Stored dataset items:
################

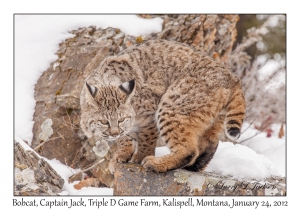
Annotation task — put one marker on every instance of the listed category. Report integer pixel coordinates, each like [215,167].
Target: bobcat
[167,90]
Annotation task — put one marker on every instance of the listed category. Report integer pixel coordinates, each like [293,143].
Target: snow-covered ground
[36,41]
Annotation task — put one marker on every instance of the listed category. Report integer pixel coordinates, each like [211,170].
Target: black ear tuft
[92,89]
[128,87]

################

Exactly as they appear, please return only the lines from the first line of the records through the line containing "each like [211,170].", both included, leaving out all pictures.

● RESPONSE BOX:
Annotation task — put one marker on every instance of the listed category. Report integer pixel coordinates, each like [215,167].
Target: bobcat
[167,90]
Annotation task — put one marker on every instance of the listed category. Report integer pixel coordinates, each like [293,143].
Target: snow-covered ground
[36,41]
Annotation task — put one marker on every instance of the listed category. Report integer pixel coordinates, each like [211,170].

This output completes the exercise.